* **MATERIAL PROVIDED**:
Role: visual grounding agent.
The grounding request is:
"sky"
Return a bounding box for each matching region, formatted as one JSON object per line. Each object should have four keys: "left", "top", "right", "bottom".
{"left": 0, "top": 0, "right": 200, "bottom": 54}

* **PROBLEM STATEMENT**: Copy every line of the material in which the word "grounding" occurs.

* **RESPONSE AREA**:
Role: visual grounding agent.
The grounding request is:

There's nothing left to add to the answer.